Extract provided
'''
WASHINGTON Experts in the genetics of cancer said on Thursday they have found out why some people can live for years with the same kind of rare pancreatic cancer that affects Apple CEO Steve Jobs.
They identified new genes that, when mutated in a certain way, appear to cause a relatively less harmful form of pancreatic neuroendocrine tumor.
Patients with these mutations lived twice as long as those whose tumors carried other mutations, the team at Johns Hopkins University in Baltimore report in the journal Science.
"This is the new molecular view of cancer. The genetic makeup of the cancer will determine what the management (for) this person would be," Nickolas Papadopoulos, one of the researchers who led the study, said in a telephone interview.
Pancreatic cancer is one of the deadliest cancers, killing 95 percent of patients within five years.
But doctors realize that identifying cancer by the organ where it starts in only a very crude tool. Tumors vary in their aggressiveness and makeup, and studies show that particular genetic mutations may be more useful for deciding how to treat a patient and predicting how well he or she will do.
Pancreatic cancer is diagnosed in nearly 37,000 people a year in the United States and kills more than 34,000, according to the American Cancer Society.
But most of these cases are a type of tumor called adenocarcinoma. Neuroendocrine tumors, which account for about 5 percent of pancreatic cancer cases, are more easily treated and less aggressive. About 40 percent of patients are still alive 10 years later.
Jobs has baffled experts and shareholders. He said in 2004 he had undergone successful surgery for a pancreatic islet cell neuroendocrine tumor but gave no details.
He had a liver transplant in 2009, which could be a treatment for tumor spread, and just announced on Monday he would go on medical leave again but did not say why.
Papadopoulos and colleagues on Hopkins cancer expert Dr. Bert Vogelstein's team sequenced all the DNA taken from tumors of 68 patients with pancreatic neuroendocrine tumors.
'''
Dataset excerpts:
'''
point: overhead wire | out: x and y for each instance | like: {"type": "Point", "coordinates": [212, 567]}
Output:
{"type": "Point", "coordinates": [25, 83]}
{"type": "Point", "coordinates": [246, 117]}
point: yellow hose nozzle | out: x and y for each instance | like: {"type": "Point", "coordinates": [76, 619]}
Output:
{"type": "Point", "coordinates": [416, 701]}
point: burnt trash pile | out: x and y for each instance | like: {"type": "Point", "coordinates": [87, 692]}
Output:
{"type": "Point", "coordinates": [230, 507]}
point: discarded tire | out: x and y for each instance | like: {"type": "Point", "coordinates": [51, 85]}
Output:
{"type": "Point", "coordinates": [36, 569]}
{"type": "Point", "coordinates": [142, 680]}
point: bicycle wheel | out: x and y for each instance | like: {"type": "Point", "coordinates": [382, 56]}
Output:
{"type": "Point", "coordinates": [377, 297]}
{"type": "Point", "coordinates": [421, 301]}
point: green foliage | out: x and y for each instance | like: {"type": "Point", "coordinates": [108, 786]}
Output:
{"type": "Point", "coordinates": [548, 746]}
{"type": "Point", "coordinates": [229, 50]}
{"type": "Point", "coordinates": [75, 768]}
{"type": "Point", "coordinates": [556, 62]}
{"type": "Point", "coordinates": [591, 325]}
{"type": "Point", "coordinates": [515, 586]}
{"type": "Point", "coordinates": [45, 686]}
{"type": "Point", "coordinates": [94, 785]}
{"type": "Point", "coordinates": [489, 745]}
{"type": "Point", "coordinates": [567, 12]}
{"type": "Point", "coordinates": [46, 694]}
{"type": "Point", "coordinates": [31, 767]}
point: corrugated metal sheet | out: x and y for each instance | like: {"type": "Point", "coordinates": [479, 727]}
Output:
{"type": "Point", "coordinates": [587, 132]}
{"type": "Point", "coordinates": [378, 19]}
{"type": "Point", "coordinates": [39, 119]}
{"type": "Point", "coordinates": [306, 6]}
'''
Study questions
1. Answer these questions using the news article on pancreatic cancer genetics:
(a) How many patients' tumors did the researchers sequence?
(b) About what percentage of pancreatic cancer cases are neuroendocrine tumors?
(c) In which journal does the Johns Hopkins team report its findings?
2. List every person named in the news article on pancreatic cancer genetics.
3. Extend the news article on pancreatic cancer genetics by writing what comes next after its final sentence.
The material comes from a separate source.

Answers by task
1.
(a) 68
(b) About 5 percent
(c) Science

2. Steve Jobs, Nickolas Papadopoulos, Bert Vogelstein

3.
Patients whose tumors had mutations in three genes called MEN-1, DAXX and ATRX had lived at least 10 years after diagnosis, they reported in Science.
More than 60 percent of patients whose tumors did not have these mutations died within five years, they found.
MEN-1 was common, seen in more than 44 percent of the 68 patients.
"That indicates that mutations in these genes is a good prognostic marker for these individuals," Papadopoulos said.
"What this tells us is that it may be more useful to classify cancers by gene type rather than only by organ or cell type."
The researchers only looked at a subset of pancreatic neuroendocrine tumors -- the silent type that do not cause obvious hormonal symptoms such as weight gain and skin rashes, so their findings do not give much information about the other types.
The researchers found some other potentially good news for patients. Fourteen percent of the tumors carried mutations in a gene family called mTOR.
There are already drugs on the market that affect mTOR genes, including rapamycin, also known as sirolimus, and a similar drug called temsirolimus. Rapamycin is sold under the brand name Rapamune by Pfizer Inc. and is prescribed to suppress the immune system in transplant patients.